- Source extract:
┌──

Opinion
Civil Action No. 09-78.
May 29, 2009
MEMORANDUM OPINION
I. INTRODUCTION
Danieli Corus, Inc. ("Danieli Corus") initiated this civil action by filing a motion to confirm an arbitration award pursuant to Section 9 of the Federal Arbitration Act ("FAA"), 9 U.S.C. § 9. In response, ATSI, Inc. ("ATSI") filed a cross-motion to vacate, modify and confirm portions of the arbitration award pursuant to Sections 9 through 11 of the FAA. 9 U.S.C. §§ 9- 11. For the reasons set forth below, the motion of Danieli Corus to confirm the arbitration award will be granted, and the cross-motion of ATSI will be denied to the extent ATSI seeks vacatur and modification of a portion of the arbitration award and granted to the extent ATSI seeks confirmation of portions of the arbitration award.
The FAA provides for expedited judicial review to confirm, vacate or modify an arbitration award.
I. BACKGROUND
Pirson Contractors, Inc. ("Pirson") was the general contractor on a project to reline a blast furnace at United States Steel's Gary Works in Gary, Indiana during 2005 and 2006 ("the furnace Project"). Pirson entered into a subcontract with Danieli Corus to supply engineering and procurement services on the furnace Project. In turn, on August 30, 2005, Danieli Corus entered into a subcontract (Purchase Order Agreement No. 2B05080 U-124) with ATSI pursuant to which ATSI was to provide certain engineering services on the furnace Project. (Doc. No. 1, Exh. A). Under Article 19 of the Special Conditions which were incorporated into the subcontract between Danieli Corus and ATSI, any dispute arising out of the subcontract was subject to binding arbitration in accordance with the rules of the American Arbitration Association ("AAA"). (Doc. No. 1, Exh. B).
The maximum value of the subcontract between Danieli Corus and ATSI was $5,654,000.
Article 19 provided in relevant part:
19.2 Any dispute arising from or related to the present Agreement will be submitted exclusively to binding arbitration under the commercial rules of the American Arbitration Association, and resolved definitively in accordance with the rules of the American Arbitration Association and the governing law of this contract. . . .
(Doc. No. 1, Exh. B).
Numerous problems arose during the furnace Project, resulting in two separate arbitrations — an arbitration initiated by Pirson against Danieli Corus ("the Pirson Arbitration") and an arbitration initiated by ATSI against Danieli Corus ("the ATSI Arbitration"). On October 8, 2008, the arbitrators in the Pirson Arbitration issued an award in favor of Pirson and against Danieli Corus in the amount of $1,829,864. (Doc. No. 12-3). Thereafter, on November 12, 2008, Danieli Corus filed a complaint for interpleader in the Superior Court for the County of Lake in Gary, Indiana, and paid into the court the sum of $1,829,864 awarded to Pirson in the Pirson arbitration due to "multiple and conflicting claims" to the award. (Doc. Nos. 12-6 and 12-7).

└──

Source data:
┌──

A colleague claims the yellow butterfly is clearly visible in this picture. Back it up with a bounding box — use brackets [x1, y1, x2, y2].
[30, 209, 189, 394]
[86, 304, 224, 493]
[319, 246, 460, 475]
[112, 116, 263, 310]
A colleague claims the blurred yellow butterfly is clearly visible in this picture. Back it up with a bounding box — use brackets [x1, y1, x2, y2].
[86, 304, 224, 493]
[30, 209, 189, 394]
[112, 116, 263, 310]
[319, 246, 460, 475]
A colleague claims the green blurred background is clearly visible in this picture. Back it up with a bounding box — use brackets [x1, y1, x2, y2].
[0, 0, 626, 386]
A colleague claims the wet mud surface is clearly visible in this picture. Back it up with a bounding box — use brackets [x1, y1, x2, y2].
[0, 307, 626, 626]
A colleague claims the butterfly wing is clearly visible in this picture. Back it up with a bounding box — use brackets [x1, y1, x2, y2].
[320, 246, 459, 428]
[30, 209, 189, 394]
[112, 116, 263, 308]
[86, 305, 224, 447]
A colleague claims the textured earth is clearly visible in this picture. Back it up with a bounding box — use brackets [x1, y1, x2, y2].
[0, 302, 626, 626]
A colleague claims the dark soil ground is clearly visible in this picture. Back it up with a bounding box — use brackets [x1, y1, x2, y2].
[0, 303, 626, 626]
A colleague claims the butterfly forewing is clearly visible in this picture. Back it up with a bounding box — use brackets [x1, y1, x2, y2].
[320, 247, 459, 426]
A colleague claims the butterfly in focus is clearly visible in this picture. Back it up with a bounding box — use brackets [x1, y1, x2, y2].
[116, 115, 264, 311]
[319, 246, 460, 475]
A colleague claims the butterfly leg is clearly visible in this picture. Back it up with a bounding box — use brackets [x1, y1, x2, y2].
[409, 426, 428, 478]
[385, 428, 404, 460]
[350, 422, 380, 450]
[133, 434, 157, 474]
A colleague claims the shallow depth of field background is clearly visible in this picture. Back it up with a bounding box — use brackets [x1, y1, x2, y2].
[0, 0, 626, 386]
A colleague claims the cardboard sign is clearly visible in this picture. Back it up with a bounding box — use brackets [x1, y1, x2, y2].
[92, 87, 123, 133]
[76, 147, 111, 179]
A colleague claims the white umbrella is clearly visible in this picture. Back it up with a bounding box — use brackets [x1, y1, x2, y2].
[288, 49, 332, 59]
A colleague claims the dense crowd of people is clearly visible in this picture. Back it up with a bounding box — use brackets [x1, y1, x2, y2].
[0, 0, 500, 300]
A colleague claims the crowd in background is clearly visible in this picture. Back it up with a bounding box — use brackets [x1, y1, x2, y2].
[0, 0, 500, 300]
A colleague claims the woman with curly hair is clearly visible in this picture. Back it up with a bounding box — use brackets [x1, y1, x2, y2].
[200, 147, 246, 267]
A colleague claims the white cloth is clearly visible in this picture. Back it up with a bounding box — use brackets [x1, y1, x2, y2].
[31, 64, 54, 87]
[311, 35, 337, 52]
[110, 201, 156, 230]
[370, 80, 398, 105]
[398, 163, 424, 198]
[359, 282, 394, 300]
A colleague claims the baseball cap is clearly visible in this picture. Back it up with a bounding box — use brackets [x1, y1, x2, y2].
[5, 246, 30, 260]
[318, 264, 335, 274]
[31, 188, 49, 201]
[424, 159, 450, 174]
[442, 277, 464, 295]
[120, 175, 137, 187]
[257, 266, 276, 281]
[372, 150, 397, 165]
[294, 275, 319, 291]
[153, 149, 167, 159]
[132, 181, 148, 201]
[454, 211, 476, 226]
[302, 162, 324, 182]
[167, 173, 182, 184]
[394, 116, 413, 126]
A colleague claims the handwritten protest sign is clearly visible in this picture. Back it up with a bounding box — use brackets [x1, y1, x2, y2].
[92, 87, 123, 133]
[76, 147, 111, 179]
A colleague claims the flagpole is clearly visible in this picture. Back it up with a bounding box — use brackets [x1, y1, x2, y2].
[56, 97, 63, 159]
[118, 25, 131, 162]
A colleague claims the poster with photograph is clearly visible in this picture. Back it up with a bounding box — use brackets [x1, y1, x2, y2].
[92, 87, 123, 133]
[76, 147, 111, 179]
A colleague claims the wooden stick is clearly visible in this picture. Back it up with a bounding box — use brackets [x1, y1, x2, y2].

└──

- Tasks for this exercise:
A - Reproduce the part of the memorandum opinion that opens with the words containing "Article 19 provided" and closes with "contract. . . .".
B - What was the maximum value of the subcontract between Danieli Corus and ATSI, according to the memorandum opinion?

- The solutions:
A -
Article 19 provided in relevant part:
19.2 Any dispute arising from or related to the present Agreement will be submitted exclusively to binding arbitration under the commercial rules of the American Arbitration Association, and resolved definitively in accordance with the rules of the American Arbitration Association and the governing law of this contract. . . .

B - $5,654,000